● **Provided data**
# # # #

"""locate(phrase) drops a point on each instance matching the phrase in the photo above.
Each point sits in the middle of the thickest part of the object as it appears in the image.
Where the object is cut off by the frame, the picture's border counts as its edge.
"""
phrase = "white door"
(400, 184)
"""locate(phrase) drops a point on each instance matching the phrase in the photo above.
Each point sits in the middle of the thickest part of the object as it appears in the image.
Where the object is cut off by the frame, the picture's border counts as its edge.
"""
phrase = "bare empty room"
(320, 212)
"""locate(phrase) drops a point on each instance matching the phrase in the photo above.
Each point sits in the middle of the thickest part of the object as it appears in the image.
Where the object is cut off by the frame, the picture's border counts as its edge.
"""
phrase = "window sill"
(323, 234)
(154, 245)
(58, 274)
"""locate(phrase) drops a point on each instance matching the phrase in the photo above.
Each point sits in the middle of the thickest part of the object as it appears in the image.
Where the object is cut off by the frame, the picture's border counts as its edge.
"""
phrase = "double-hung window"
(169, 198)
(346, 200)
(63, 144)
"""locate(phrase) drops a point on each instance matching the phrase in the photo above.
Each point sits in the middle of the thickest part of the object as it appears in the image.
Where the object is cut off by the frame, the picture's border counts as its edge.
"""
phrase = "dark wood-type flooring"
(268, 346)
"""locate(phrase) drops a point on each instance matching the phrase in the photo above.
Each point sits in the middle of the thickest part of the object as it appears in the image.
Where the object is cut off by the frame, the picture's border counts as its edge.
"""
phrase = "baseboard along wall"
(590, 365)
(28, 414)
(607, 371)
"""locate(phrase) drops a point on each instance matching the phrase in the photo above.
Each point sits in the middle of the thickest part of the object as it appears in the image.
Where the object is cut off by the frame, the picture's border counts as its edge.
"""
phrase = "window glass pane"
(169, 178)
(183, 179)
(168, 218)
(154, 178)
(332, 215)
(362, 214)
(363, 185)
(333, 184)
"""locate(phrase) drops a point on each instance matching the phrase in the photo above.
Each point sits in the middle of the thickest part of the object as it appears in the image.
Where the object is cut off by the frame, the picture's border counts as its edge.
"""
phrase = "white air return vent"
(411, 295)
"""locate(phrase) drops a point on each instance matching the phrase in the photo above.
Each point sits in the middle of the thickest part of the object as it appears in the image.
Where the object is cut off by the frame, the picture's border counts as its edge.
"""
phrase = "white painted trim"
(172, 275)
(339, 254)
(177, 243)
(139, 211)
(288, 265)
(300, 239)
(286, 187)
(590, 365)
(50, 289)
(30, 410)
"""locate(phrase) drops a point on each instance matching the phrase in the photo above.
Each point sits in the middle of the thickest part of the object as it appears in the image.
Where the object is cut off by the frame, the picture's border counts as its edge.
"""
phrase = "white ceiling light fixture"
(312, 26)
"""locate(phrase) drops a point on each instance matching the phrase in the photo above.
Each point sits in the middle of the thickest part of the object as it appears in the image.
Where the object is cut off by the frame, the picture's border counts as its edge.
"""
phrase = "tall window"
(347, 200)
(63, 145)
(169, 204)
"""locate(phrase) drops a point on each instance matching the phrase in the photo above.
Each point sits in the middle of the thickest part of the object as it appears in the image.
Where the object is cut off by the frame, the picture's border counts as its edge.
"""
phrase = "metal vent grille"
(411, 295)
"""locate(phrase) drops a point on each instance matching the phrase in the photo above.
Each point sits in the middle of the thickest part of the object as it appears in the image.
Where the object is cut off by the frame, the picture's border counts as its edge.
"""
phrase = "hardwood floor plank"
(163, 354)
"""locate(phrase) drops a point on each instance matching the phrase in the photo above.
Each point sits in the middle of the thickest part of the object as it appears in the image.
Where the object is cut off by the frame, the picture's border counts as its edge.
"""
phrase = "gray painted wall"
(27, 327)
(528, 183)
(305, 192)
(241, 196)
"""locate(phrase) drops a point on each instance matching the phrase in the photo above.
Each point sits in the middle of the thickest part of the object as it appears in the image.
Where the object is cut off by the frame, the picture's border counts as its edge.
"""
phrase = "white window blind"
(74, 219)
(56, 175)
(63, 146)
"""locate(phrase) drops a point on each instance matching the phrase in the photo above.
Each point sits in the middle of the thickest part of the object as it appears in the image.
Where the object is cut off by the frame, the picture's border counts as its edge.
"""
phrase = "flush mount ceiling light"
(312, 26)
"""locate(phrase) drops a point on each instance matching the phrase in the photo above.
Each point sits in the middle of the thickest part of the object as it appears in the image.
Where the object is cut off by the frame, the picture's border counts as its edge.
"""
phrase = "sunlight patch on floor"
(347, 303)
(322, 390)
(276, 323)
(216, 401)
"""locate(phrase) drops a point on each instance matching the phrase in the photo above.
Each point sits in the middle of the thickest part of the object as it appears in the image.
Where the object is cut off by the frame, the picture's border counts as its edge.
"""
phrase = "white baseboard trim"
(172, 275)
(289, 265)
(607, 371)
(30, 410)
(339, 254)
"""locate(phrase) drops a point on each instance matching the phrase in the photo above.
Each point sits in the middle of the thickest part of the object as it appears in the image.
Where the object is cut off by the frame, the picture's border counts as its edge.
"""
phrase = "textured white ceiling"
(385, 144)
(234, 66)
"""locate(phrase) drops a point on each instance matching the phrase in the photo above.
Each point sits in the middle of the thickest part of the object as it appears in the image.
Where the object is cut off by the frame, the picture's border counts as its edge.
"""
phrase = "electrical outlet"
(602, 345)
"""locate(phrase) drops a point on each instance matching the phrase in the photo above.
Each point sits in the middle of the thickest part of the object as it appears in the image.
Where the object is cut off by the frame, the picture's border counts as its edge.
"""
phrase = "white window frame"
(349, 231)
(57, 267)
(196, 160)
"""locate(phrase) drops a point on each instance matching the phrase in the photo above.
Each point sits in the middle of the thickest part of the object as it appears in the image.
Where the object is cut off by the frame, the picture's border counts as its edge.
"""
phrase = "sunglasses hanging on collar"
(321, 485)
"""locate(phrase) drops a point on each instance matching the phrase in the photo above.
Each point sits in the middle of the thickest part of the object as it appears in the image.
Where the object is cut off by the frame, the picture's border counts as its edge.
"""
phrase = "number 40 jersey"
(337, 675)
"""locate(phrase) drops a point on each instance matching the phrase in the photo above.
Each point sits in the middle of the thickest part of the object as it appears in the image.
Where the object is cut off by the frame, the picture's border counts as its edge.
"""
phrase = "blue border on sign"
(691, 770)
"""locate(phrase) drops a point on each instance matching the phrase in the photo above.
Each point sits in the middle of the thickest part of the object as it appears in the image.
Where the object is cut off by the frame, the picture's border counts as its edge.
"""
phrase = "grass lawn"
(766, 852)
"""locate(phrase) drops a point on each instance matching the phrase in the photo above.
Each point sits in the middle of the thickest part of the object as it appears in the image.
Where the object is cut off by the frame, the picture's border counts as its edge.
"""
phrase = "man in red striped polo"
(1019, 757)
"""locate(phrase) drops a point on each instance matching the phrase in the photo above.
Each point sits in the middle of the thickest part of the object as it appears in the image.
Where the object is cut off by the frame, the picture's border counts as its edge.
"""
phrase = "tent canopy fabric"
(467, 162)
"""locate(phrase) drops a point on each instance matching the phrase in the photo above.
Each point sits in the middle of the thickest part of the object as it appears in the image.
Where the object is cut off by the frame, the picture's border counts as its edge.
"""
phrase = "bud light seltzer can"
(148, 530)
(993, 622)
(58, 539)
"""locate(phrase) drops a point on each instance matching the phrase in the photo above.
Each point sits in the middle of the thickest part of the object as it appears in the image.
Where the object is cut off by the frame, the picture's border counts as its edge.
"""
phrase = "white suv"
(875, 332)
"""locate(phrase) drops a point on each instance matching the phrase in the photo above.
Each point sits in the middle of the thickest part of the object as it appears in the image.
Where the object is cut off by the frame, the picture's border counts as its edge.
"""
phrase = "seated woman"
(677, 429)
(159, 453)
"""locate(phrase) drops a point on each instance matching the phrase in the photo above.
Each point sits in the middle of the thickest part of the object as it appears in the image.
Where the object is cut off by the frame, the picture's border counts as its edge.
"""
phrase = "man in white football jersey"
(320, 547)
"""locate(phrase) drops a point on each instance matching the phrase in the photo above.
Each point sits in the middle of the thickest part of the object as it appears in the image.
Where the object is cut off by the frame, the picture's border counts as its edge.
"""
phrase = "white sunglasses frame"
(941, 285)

# # # #

● **What is asked**
Please gather every line in the records that contains the string "jersey". Case counts.

● **Correct answer**
phrase = "number 40 jersey"
phrase = "man in white football jersey"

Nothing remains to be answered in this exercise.